» INSTRUCTIONS FOR THE TASK:
The required answer is an exact copy of every entry underneath.

○ ○ ○ ○ ○ ○ ○

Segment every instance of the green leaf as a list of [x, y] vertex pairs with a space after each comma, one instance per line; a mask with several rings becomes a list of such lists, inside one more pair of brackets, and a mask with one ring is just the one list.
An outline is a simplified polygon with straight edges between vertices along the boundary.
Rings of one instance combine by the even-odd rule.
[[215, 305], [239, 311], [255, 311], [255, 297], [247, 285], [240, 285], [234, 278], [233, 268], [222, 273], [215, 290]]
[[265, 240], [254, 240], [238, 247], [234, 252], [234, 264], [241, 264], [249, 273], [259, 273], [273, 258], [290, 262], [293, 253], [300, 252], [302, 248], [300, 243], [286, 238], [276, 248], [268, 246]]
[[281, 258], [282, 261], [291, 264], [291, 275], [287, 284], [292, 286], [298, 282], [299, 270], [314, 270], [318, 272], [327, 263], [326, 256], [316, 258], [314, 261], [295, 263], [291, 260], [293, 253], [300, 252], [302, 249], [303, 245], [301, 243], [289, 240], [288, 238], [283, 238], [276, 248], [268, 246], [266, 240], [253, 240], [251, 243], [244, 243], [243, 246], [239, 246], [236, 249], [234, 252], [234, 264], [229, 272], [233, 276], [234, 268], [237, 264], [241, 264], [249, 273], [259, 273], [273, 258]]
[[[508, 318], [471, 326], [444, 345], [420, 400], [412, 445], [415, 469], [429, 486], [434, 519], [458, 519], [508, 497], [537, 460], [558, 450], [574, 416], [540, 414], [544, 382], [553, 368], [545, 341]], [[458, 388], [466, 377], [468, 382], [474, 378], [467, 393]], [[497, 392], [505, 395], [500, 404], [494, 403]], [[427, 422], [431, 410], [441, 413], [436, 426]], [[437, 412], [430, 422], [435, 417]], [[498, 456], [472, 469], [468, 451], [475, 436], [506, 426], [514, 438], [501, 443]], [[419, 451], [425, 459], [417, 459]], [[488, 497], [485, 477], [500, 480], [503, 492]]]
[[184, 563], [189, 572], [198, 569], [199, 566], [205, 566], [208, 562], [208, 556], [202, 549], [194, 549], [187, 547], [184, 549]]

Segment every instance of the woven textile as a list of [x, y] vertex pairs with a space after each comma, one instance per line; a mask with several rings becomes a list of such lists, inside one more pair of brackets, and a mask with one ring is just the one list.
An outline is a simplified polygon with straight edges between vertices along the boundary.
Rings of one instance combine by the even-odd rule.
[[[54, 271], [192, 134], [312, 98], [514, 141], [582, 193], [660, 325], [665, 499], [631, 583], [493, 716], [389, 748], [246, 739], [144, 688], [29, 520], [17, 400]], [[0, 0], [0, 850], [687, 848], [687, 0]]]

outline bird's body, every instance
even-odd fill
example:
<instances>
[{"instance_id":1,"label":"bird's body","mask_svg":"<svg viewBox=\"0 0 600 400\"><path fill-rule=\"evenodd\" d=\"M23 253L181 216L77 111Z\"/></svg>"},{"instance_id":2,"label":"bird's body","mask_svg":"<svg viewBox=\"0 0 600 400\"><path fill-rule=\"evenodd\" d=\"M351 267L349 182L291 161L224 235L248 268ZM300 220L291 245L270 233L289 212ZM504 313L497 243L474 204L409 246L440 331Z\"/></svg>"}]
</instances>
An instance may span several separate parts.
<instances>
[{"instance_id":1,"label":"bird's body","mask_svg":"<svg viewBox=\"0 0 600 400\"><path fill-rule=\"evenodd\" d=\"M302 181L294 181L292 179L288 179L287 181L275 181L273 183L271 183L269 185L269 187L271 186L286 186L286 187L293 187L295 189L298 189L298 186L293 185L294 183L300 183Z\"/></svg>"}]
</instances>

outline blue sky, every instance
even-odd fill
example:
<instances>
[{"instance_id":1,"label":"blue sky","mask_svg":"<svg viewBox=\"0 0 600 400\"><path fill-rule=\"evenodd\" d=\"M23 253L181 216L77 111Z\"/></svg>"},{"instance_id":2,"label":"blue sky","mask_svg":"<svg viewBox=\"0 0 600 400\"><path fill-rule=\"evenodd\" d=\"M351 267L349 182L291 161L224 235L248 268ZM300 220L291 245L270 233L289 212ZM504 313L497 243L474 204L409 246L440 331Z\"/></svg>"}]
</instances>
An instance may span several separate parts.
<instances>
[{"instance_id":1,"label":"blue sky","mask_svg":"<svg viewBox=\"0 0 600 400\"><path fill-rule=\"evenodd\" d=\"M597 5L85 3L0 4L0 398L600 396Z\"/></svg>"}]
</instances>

○ ○ ○ ○ ○ ○ ○

» SOLVED PROBLEM:
Segment every instance of the green leaf as a list of [x, y] vertex pairs with a space after each comma, one instance per line; a mask with several rings becomes a list of such lists, inside one more pair of brackets, and a mask with one ring is just the one list.
An outline is a simplified polygon with straight edges between vertices along the boundary.
Rings of one instance combine by the even-odd rule.
[[215, 305], [239, 311], [255, 311], [255, 297], [247, 285], [240, 285], [234, 278], [233, 268], [222, 273], [215, 290]]
[[265, 240], [254, 240], [238, 247], [234, 252], [234, 264], [241, 264], [249, 273], [259, 273], [273, 258], [290, 262], [293, 253], [300, 252], [302, 248], [300, 243], [286, 238], [276, 248], [268, 246]]
[[281, 258], [282, 261], [291, 264], [291, 275], [287, 284], [292, 286], [298, 282], [299, 270], [314, 270], [318, 272], [327, 263], [326, 256], [316, 258], [314, 261], [295, 263], [291, 260], [293, 253], [300, 252], [302, 249], [303, 245], [301, 243], [289, 240], [288, 238], [283, 238], [276, 248], [268, 246], [266, 240], [253, 240], [251, 243], [244, 243], [243, 246], [239, 246], [236, 249], [234, 252], [234, 264], [229, 272], [233, 276], [234, 268], [237, 264], [241, 264], [249, 273], [259, 273], [273, 258]]
[[[508, 318], [471, 326], [444, 345], [420, 400], [412, 445], [415, 469], [429, 486], [434, 519], [458, 519], [508, 497], [537, 460], [558, 450], [574, 416], [540, 414], [544, 382], [553, 368], [545, 341]], [[458, 388], [466, 377], [468, 382], [474, 378], [467, 393]], [[497, 392], [505, 395], [500, 404], [494, 403]], [[427, 422], [431, 410], [441, 413], [436, 426]], [[437, 412], [430, 422], [435, 417]], [[498, 456], [472, 469], [468, 451], [475, 436], [506, 426], [514, 438], [501, 443]], [[419, 451], [425, 459], [417, 459]], [[488, 497], [485, 477], [500, 480], [503, 492]]]
[[184, 563], [189, 572], [198, 569], [199, 566], [205, 566], [208, 562], [208, 556], [202, 549], [194, 549], [187, 547], [184, 549]]

Segment every instance of the woven textile as a list of [x, y] vertex pairs with a space after each comma, one instance per line; a mask with several rings becomes a list of such lists, inside one more pair of brackets, and a mask with one ring is just the one list.
An outline is a simplified polygon with straight edges between vertices along the boundary.
Rings of one instance combine by the even-odd rule.
[[[54, 271], [192, 134], [312, 98], [514, 141], [582, 193], [660, 325], [665, 499], [631, 583], [493, 716], [389, 748], [246, 739], [144, 688], [29, 520], [17, 400]], [[0, 0], [0, 850], [687, 848], [687, 0]]]

outline bird's body, every instance
even-odd fill
example:
<instances>
[{"instance_id":1,"label":"bird's body","mask_svg":"<svg viewBox=\"0 0 600 400\"><path fill-rule=\"evenodd\" d=\"M23 253L181 216L77 111Z\"/></svg>"},{"instance_id":2,"label":"bird's body","mask_svg":"<svg viewBox=\"0 0 600 400\"><path fill-rule=\"evenodd\" d=\"M351 267L349 182L291 161L224 235L248 268ZM300 220L291 245L270 233L289 212ZM504 313L497 243L474 204L409 246L440 331Z\"/></svg>"}]
</instances>
An instance may span several separate parts.
<instances>
[{"instance_id":1,"label":"bird's body","mask_svg":"<svg viewBox=\"0 0 600 400\"><path fill-rule=\"evenodd\" d=\"M302 181L294 181L292 179L288 179L287 181L275 181L273 183L271 183L269 185L269 187L271 186L286 186L286 187L293 187L295 189L298 189L298 186L293 185L294 183L300 183Z\"/></svg>"}]
</instances>

outline blue sky, every instance
even-odd fill
example:
<instances>
[{"instance_id":1,"label":"blue sky","mask_svg":"<svg viewBox=\"0 0 600 400\"><path fill-rule=\"evenodd\" d=\"M23 253L181 216L77 111Z\"/></svg>"},{"instance_id":2,"label":"blue sky","mask_svg":"<svg viewBox=\"0 0 600 400\"><path fill-rule=\"evenodd\" d=\"M351 267L349 182L291 161L224 235L248 268ZM300 220L291 245L270 233L289 212ZM504 313L497 243L474 204L409 246L440 331Z\"/></svg>"}]
</instances>
An instance may span several separate parts.
<instances>
[{"instance_id":1,"label":"blue sky","mask_svg":"<svg viewBox=\"0 0 600 400\"><path fill-rule=\"evenodd\" d=\"M597 5L85 3L0 4L0 398L600 396Z\"/></svg>"}]
</instances>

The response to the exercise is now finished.